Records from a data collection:
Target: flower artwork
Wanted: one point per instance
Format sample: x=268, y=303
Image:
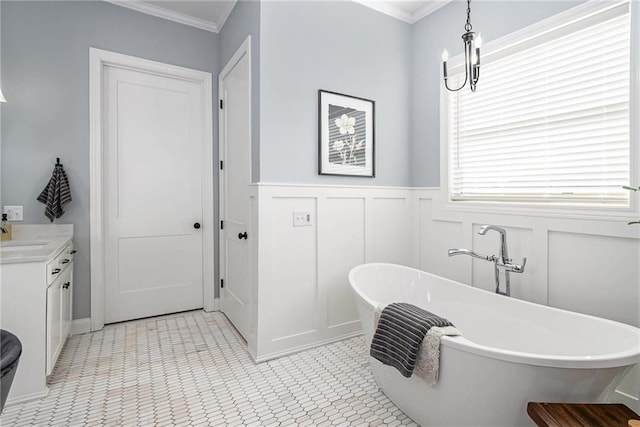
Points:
x=349, y=148
x=346, y=135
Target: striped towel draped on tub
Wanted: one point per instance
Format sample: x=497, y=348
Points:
x=400, y=337
x=56, y=193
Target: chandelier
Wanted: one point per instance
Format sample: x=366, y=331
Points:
x=472, y=43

> What to produce:
A verbatim copy of the data, with all pictures omitted, is the required output.

> Exercise response:
Target: flower artwork
Wanted: one point per instance
Format sample: x=268, y=303
Image:
Points:
x=349, y=148
x=346, y=135
Target: striped towel draped on tub
Wanted: one point per instance
Format sample: x=497, y=348
Points:
x=400, y=337
x=56, y=193
Target: chandelier
Wanted: one point per instance
Format sample: x=366, y=331
Points:
x=472, y=43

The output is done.